Segment Start: Data for processing

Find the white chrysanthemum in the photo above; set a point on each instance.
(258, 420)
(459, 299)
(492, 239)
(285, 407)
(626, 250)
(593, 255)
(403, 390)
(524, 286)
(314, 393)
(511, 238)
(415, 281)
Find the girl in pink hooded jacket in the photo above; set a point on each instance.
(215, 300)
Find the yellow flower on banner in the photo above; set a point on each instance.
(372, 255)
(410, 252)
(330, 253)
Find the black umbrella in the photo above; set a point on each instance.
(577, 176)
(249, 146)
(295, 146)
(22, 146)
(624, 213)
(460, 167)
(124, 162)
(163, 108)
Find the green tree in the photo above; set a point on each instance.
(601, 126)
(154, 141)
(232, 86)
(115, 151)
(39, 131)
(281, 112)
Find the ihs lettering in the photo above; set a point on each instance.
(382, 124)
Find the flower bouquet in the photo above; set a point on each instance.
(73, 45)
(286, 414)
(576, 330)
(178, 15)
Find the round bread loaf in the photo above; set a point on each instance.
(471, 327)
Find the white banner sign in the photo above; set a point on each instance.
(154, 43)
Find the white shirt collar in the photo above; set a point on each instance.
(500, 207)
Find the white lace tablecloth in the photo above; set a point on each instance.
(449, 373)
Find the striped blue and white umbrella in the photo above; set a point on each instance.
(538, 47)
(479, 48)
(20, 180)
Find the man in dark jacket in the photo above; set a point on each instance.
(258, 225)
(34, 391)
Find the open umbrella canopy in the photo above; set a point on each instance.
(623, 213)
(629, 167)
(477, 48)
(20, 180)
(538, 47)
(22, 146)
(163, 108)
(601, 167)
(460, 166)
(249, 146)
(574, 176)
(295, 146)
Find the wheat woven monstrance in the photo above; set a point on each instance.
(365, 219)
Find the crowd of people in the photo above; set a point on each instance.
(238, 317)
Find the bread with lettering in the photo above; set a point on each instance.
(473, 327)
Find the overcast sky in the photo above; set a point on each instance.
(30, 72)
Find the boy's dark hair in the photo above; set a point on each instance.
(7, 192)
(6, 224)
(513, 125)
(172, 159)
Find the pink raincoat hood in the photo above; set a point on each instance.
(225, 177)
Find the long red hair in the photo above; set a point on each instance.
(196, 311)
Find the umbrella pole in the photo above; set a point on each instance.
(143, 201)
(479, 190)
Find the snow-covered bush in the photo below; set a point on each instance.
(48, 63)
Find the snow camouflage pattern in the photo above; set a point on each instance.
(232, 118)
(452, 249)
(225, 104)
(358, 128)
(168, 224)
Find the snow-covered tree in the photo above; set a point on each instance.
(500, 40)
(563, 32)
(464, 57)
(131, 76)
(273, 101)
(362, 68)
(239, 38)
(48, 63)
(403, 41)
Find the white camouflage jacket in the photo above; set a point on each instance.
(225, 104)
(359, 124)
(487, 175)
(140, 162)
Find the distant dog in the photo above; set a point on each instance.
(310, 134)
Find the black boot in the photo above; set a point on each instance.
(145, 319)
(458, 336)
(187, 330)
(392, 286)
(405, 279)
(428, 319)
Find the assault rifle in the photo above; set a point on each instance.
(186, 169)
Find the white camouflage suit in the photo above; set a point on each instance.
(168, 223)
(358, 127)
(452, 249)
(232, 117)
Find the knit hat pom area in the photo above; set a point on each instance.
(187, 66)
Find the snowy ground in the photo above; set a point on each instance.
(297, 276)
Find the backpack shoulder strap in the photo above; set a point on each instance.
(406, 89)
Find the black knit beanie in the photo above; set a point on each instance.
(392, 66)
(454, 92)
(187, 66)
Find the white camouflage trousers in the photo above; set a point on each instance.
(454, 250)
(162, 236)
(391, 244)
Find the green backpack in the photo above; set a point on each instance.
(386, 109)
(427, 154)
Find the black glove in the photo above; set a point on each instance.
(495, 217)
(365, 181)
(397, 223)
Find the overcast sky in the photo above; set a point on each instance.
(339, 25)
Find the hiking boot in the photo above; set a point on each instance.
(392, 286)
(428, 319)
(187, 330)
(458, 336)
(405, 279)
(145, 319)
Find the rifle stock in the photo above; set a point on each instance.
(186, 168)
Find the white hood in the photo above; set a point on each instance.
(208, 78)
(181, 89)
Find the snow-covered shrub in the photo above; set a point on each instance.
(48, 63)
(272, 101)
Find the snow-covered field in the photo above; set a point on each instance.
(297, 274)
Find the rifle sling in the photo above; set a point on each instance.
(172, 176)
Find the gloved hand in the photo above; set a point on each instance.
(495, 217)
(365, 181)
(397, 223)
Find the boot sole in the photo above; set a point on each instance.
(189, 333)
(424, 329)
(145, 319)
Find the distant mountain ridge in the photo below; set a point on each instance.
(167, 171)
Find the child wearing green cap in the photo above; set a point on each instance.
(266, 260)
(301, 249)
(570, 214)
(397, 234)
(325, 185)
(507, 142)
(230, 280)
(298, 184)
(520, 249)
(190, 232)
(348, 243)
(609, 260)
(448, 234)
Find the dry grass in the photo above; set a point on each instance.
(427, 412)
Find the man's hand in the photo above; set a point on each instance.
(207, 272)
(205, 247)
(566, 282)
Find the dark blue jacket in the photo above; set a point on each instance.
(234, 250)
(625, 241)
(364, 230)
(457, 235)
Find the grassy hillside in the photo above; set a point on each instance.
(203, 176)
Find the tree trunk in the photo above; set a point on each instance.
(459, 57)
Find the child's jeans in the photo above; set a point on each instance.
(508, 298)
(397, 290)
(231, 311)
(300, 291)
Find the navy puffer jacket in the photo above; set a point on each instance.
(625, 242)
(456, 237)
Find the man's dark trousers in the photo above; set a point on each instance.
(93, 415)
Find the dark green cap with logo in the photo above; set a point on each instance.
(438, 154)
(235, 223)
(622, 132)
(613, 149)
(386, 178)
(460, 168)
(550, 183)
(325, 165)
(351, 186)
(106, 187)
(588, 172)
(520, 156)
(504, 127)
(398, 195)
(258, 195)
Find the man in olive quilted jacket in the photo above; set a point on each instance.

Segment End: Data for processing

Work instructions -
When you answer, set down the entries above precisely as they read.

Reply -
Find the white chrysanthemum in the photo above; set a point on each instance.
(258, 420)
(459, 299)
(492, 239)
(285, 407)
(626, 250)
(593, 255)
(403, 390)
(524, 286)
(314, 393)
(511, 238)
(415, 281)
Find the girl in pink hooded jacket in the photo above; set a point on each instance.
(215, 300)
Find the yellow flower on banner in the photo above; set a point on each instance.
(372, 255)
(410, 252)
(330, 253)
Find the black umbrella in the photo above; set a point on each instance.
(577, 176)
(249, 146)
(295, 146)
(22, 146)
(624, 213)
(460, 167)
(124, 162)
(163, 108)
Find the green tree in the photo above; set a point on each instance.
(601, 126)
(154, 141)
(232, 86)
(115, 151)
(39, 131)
(281, 112)
Find the ihs lettering in the photo above; set a point on each instance.
(382, 124)
Find the flower bouquet in the photo above; set a point on each instance.
(73, 45)
(286, 414)
(576, 330)
(178, 15)
Find the round bread loaf in the photo above; set a point on each instance.
(471, 327)
Find the white banner sign in the photo above; set a point on each instance.
(154, 43)
Find the white shirt collar in the photo above; set a point on each instance.
(500, 207)
Find the white lace tablecloth in the photo above; set a point on each instance.
(449, 373)
Find the striped blue and white umbrella in the photo above; set a point on each instance.
(538, 47)
(479, 48)
(20, 180)
Find the man in dark jacket in the photo above; set a point on each instance.
(258, 225)
(34, 391)
Find the open umbrella canopy in the photo above; set a point on each instance.
(623, 213)
(629, 167)
(477, 48)
(20, 180)
(538, 47)
(22, 146)
(163, 108)
(601, 167)
(460, 166)
(249, 146)
(574, 176)
(295, 146)
Find the wheat woven monstrance in the photo above; set a point on each instance.
(365, 219)
Find the crowd of people in the photo above; set a point on each instance.
(238, 317)
Find the bread with lettering in the photo above; set a point on each instance.
(473, 327)
Find the overcast sky in the photo above; set a point on each instance.
(30, 72)
Find the boy's dark hair in the photo above; set a point on each instance.
(7, 192)
(6, 224)
(513, 125)
(172, 159)
Find the pink raincoat hood in the photo above; set a point on each instance.
(225, 177)
Find the long red hair in the photo above; set a point on each instance.
(196, 311)
Find the umbrella pole in the photo above; set a point on each instance.
(143, 201)
(479, 190)
Find the snow-covered bush in the photo below; set a point on each instance.
(48, 63)
Find the snow camouflage pattern in the photo above; set a point on each instance.
(232, 118)
(452, 249)
(225, 104)
(358, 128)
(168, 224)
Find the snow-covered tree in the photo above; set a point on each instance.
(500, 40)
(563, 32)
(464, 57)
(131, 76)
(273, 101)
(362, 68)
(239, 38)
(48, 63)
(403, 41)
Find the white camouflage jacket in the photo above; set a point on each instance.
(225, 104)
(359, 124)
(487, 175)
(140, 162)
Find the distant dog in the photo above; set a point on each instance.
(310, 134)
Find the black boot in the photo above; set a point on each instance.
(145, 319)
(458, 336)
(187, 330)
(392, 286)
(405, 279)
(428, 319)
Find the assault rifle in the photo above; set a point on each instance.
(186, 169)
Find the white camouflage suit in the photo above; set a point on each instance.
(168, 223)
(358, 127)
(452, 249)
(232, 117)
Find the knit hat pom area in the photo above; set a point on each instance.
(187, 66)
Find the snowy ground in the photo above; set a point on each instance.
(297, 276)
Find the backpack shoulder strap in the photo above; set a point on each instance.
(406, 89)
Find the black knit beanie in the photo above; set a point on each instance.
(392, 66)
(454, 92)
(187, 66)
Find the white camouflage trousers in the photo above; set a point on each instance.
(454, 250)
(162, 236)
(391, 244)
Find the green backpack in the photo above; set a point on each instance.
(386, 109)
(427, 154)
Find the black glove in the photo above; set a point on each instance.
(495, 217)
(365, 181)
(397, 223)
Find the overcast sky in the photo above; set a point on each instance.
(339, 25)
Find the hiking boot in the photo above; set a point on each instance.
(392, 286)
(428, 319)
(187, 330)
(458, 336)
(405, 279)
(145, 319)
Find the rifle stock in the photo above; set a point on each instance.
(186, 168)
Find the white hood in the photo above; set a point on each instance.
(208, 78)
(181, 89)
Find the snow-covered shrub in the photo above; set a point on each instance.
(48, 63)
(272, 101)
Find the snow-covered field in the photo above; set a point on each instance.
(297, 274)
Find the rifle sling in the photo above; set a point on each instance.
(172, 176)
Find the gloved hand in the photo above; set a point on each instance.
(495, 217)
(365, 181)
(397, 223)
Find the boot sole in the photo above; set a point on each instance.
(189, 333)
(424, 329)
(145, 319)
Find the distant mountain ridge in the photo below; set a point on each instance.
(167, 171)
Find the child wearing green cap in the photo above; set a point on each instance.
(266, 260)
(301, 249)
(570, 214)
(397, 234)
(325, 185)
(507, 142)
(230, 280)
(298, 184)
(520, 249)
(190, 232)
(348, 243)
(609, 260)
(448, 234)
Find the dry grass in the photo above; set a point on each instance.
(427, 412)
Find the man's hand in the photo above; set a point on each instance.
(207, 272)
(205, 247)
(566, 282)
Find the dark blue jacket in the photo above; set a point on each instance.
(234, 250)
(625, 241)
(364, 230)
(457, 235)
Find the grassy hillside in the photo above; set a point on each instance.
(203, 176)
Find the tree trunk in the photo above; set a point on each instance.
(459, 57)
Find the child's jeans in the photo above; set a point on each instance.
(508, 298)
(397, 290)
(231, 311)
(300, 291)
Find the navy puffer jacket in the photo above; set a point on each instance.
(625, 242)
(456, 237)
Find the man's dark trousers in the photo above; set a point on each instance.
(93, 415)
Find the dark green cap with logo in the photo above; set a point on each instance.
(438, 154)
(235, 223)
(622, 132)
(613, 149)
(386, 178)
(460, 168)
(550, 183)
(325, 165)
(351, 186)
(106, 187)
(588, 172)
(520, 156)
(504, 127)
(398, 195)
(258, 195)
Find the man in olive quilted jacket in the photo above; set a point on each instance.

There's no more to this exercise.